# [WORK TO COMPLETE]
Everything in the data should be repeated exactly, save for the images.

··· DATA IN THIS EXERCISE

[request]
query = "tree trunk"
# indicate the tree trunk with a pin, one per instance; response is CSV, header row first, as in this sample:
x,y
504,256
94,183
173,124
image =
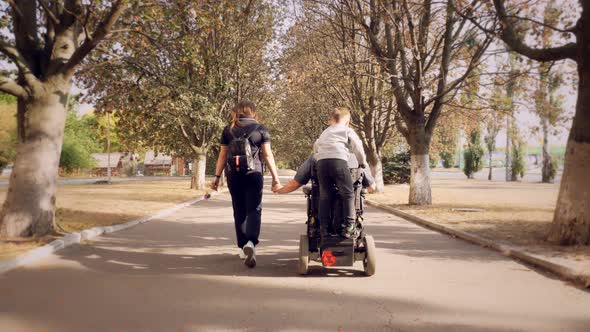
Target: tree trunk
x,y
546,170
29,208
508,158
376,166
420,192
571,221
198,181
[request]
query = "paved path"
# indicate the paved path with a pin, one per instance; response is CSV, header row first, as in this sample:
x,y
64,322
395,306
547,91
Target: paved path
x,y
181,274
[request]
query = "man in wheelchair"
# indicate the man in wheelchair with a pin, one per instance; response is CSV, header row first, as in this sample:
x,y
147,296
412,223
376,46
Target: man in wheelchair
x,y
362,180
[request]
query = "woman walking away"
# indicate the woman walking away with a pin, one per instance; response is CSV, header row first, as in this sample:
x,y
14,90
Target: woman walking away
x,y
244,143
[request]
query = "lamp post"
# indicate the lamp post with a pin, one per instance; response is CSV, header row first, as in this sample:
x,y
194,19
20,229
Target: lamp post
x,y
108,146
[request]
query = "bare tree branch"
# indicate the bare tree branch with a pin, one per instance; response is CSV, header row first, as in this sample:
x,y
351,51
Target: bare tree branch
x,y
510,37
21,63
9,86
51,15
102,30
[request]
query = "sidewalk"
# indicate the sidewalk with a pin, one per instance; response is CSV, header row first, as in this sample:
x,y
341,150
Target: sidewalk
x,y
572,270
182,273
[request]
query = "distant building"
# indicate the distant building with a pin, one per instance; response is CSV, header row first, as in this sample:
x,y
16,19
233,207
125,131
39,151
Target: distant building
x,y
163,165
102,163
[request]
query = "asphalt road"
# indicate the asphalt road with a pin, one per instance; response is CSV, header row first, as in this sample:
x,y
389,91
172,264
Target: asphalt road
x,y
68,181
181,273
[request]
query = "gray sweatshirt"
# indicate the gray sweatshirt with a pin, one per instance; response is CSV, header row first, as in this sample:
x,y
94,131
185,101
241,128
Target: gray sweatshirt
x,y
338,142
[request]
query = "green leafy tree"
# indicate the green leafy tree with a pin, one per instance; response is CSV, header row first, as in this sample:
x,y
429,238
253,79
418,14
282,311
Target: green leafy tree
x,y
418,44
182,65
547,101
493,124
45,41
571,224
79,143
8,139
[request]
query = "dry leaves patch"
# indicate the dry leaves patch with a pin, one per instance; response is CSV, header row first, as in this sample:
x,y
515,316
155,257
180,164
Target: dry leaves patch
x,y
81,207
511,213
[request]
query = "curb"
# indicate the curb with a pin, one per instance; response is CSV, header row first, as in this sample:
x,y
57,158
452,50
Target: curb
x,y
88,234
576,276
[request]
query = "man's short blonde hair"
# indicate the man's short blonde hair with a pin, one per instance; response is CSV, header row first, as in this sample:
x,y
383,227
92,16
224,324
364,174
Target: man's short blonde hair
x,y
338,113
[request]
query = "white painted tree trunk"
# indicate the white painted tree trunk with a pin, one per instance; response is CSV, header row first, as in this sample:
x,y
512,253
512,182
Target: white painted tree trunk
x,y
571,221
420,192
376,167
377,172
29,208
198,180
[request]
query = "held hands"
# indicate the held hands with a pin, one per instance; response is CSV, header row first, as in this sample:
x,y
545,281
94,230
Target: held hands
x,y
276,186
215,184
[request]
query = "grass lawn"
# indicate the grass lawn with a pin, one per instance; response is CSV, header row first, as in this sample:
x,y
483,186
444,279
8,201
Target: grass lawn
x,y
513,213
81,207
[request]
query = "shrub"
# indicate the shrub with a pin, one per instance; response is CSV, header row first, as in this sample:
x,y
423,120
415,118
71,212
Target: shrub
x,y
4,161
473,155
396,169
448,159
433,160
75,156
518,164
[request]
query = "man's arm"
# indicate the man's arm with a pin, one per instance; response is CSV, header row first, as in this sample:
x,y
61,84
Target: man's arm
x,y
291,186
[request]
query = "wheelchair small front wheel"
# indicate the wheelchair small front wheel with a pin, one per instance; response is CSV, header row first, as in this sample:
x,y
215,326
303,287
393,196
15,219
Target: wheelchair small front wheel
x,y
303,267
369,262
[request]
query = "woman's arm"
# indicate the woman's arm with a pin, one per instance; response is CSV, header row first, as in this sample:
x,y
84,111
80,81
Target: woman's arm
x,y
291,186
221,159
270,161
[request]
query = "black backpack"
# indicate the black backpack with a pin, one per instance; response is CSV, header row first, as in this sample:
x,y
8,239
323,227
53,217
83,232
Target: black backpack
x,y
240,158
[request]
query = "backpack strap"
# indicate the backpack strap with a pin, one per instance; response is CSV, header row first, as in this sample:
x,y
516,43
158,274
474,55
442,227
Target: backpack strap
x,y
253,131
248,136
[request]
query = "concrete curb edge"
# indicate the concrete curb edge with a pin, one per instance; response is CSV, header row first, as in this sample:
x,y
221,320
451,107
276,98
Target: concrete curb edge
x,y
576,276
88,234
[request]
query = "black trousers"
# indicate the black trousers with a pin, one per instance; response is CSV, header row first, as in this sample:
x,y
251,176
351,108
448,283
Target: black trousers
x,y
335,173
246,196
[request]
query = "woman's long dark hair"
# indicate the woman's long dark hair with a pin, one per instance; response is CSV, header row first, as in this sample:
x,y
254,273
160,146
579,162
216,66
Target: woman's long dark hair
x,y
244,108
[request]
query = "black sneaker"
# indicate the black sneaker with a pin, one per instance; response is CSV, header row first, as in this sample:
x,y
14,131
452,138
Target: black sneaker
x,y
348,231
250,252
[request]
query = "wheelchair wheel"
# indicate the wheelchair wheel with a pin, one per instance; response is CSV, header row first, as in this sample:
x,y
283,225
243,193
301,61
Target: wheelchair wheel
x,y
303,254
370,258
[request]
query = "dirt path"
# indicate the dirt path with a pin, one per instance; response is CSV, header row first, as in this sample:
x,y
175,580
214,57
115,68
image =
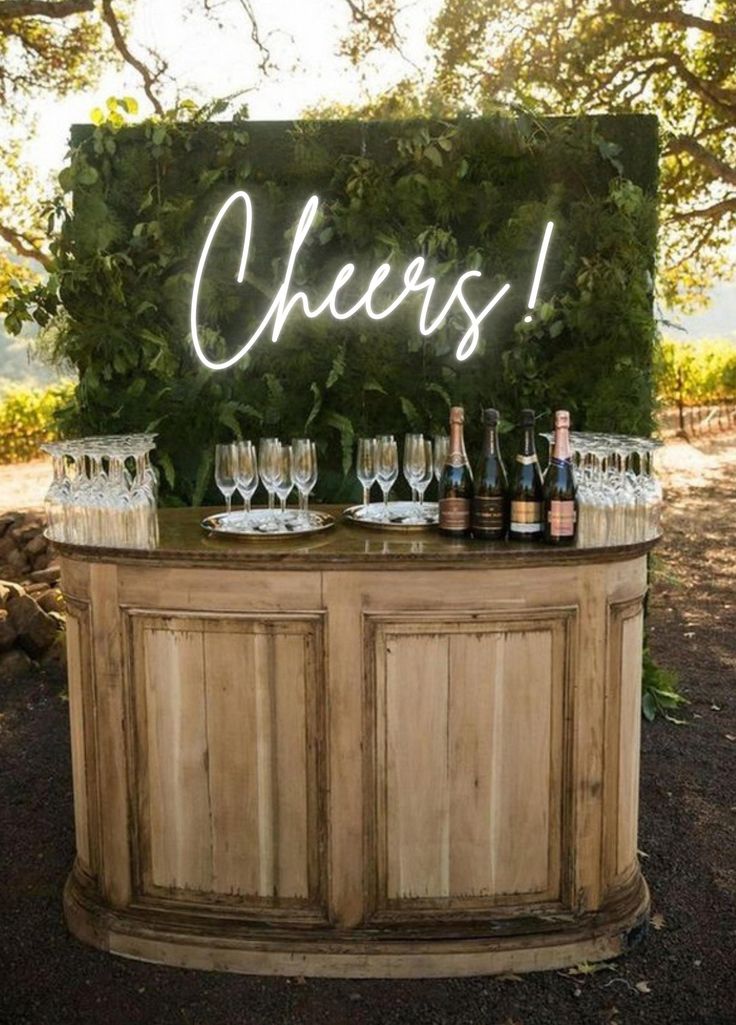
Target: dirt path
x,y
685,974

······

# [TASK OUTPUT]
[request]
query = "tree trunk"
# indicate the tree trunk with a pin, one per instance; response is CSV, header row first, as in this sample:
x,y
504,256
94,183
173,124
image =
Target: tree trunk
x,y
546,170
29,208
508,158
376,166
420,192
571,221
198,181
[request]
query = "paved path"
# indicate the paved path with a pin, one per instance; response is CSV, header row first, as in this sample:
x,y
64,322
395,306
547,91
Target: paved path
x,y
181,274
[request]
query = "man in wheelchair"
# indicate the man in wheelchair with a pin, one per instance; response is CSV, header row first, as in this sample:
x,y
147,296
412,223
376,46
Target: man in wheelchair
x,y
362,180
[request]
query = "woman walking away"
# indicate the woman walking away with a pin, one per instance; response is CSV, header row first, as in this sample:
x,y
14,90
Target: woman walking away
x,y
244,143
[request]
query = "lamp post"
# indicate the lamp post with a pin, one per instance; response is CSV, header row first, as in this sample:
x,y
194,19
20,229
Target: lamp post
x,y
108,146
[request]
query = "bare tree branch"
# indicate the bare tree branch with a pin, one per instance; response is CSV, header row first, as in this sample:
x,y
351,51
Target: bare tree branch
x,y
510,37
21,63
9,86
51,15
102,30
[request]
query = "sidewalk"
# indicate the sidewalk with a pin, one per instance; response is CSV, header row first, as in this sample:
x,y
341,150
Target: sidewalk
x,y
572,270
182,273
[request]
query = "distant building"
# indicate the distant building with a pin, one per instance; response is CSV, header row first, as in this sample:
x,y
16,19
233,207
125,131
39,151
Target: distant building
x,y
163,165
102,163
[request]
query = "asphalt road"
# indicate the asphalt road with a pin, one per instance; response is CSV, header row first, as in this sample:
x,y
389,91
172,264
Target: asphalt road
x,y
68,181
181,273
[request]
query = "gray sweatshirt"
# indicate the gray sweatshirt with a pin, one per instance; response is CSV, header row first, as in this sample:
x,y
94,131
185,101
241,128
Target: gray sweatshirt
x,y
338,142
[request]
query = "green leafy tree"
# indicate the green leafy tree with a pin, one per instance; response is CSV, header row first, as in this sample:
x,y
429,238
253,79
418,14
282,311
Target: green leafy tree
x,y
418,44
182,65
547,101
493,124
45,41
571,224
79,143
8,139
[request]
query = "dry leaves patch"
# indicate the dry leaves patch with a pin, one per instance; response is CSV, header row first, as in this sample:
x,y
515,316
155,257
180,164
Target: dry leaves patch
x,y
81,207
511,213
[request]
query = "curb"
# indicate the curb with a pin, one per instance; response is CSV, header row first, as in this sample:
x,y
57,158
452,50
Target: curb
x,y
88,234
576,276
[request]
query = "man's short blonde hair"
# indicate the man's short blonde hair with a pin, one per instance; response is CSV, header row first, as in this sample:
x,y
383,227
92,16
224,324
364,174
Target: man's short blonde hair
x,y
338,113
[request]
query = "white painted tree trunk"
# indicate the white painted tree trunk with a pin, one per instance; response is CSV, header row first, as in this sample:
x,y
512,253
512,182
Target: white painted tree trunk
x,y
571,221
420,192
376,167
377,172
29,208
198,180
[request]
query = "held hands"
# indicate the held hands with a pin, one per instance; response is CSV, header row first, as in this sample:
x,y
545,281
94,230
Target: held hands
x,y
276,186
215,184
[request]
query = "grass lawn"
# indicate the grass lawn with a pin, one per instance; response is CSV, header row first, as in this sample:
x,y
483,186
444,279
8,201
Target: grass lawn
x,y
513,213
81,207
[request]
query = "shrub"
# indicate the shrub with a pin, one per instance; response is CSV, header row first, as in this sample:
x,y
423,120
415,118
71,212
Target: shrub
x,y
4,161
473,155
396,169
448,159
433,160
75,156
518,164
[request]
query = "man's arm"
# indicate the man's arm with a pin, one per instance; response is CSV, header row first, as in this sample:
x,y
61,84
Target: man's arm
x,y
291,186
[request]
query = "wheelchair small front wheel"
# indicate the wheelchair small front wheel with a pin, one per instance; response is CSV, header row first, as in this sample:
x,y
215,326
303,287
393,196
15,219
Target: wheelchair small front wheel
x,y
303,267
369,262
[request]
query = "woman's arm"
# indicate the woman's arm with a pin, one per instance; response is CSV, header row first, as in this sample:
x,y
84,111
80,81
Target: woman's arm
x,y
291,186
221,159
270,161
[request]
query = "black backpack"
# indicate the black backpack with a pin, one per instance; response is CSV, header row first, as in this sample:
x,y
8,239
323,227
53,217
83,232
Target: black backpack
x,y
240,158
[request]
query = "backpack strap"
# indicate the backpack strap with a pin, one per instance; response is CSV, header row first, as in this sample:
x,y
516,43
158,274
474,55
442,227
Target: backpack strap
x,y
253,131
248,136
[request]
query = "concrete curb edge"
# indicate the concrete curb edge with a pin, one per instance; response is CSV, header row first, as in this sample:
x,y
221,320
451,107
276,98
Target: concrete curb edge
x,y
576,276
88,234
[request]
query = "black trousers"
# indicate the black trousers with a pin, one per instance; response is CSV, header row first, as in this sample:
x,y
251,176
351,108
448,283
Target: black trousers
x,y
335,173
246,196
[request]
query = "woman's long dark hair"
# indicate the woman's long dark hair with a pin, one per instance; response is CSV, header row first, as in this sample:
x,y
254,273
160,146
579,162
216,66
Target: woman's long dark hair
x,y
244,108
[request]
query = "black sneaker"
# indicate the black sneaker with a pin, one per instance; response is CSV, header row first, as in this sample:
x,y
14,131
452,138
Target: black sneaker
x,y
348,231
250,252
[request]
query = "wheelchair wheel"
# indicate the wheelchair wheel with a pin, one per instance; response is CSV, header row first, as in this sample:
x,y
283,225
243,193
301,61
Target: wheelchair wheel
x,y
303,254
370,258
[request]
query = "dirt path"
# indicate the dirt path with a pin, one per instance; response is CSV, header row first, as in this sample:
x,y
175,580
214,57
115,68
image =
Target: dirt path
x,y
685,974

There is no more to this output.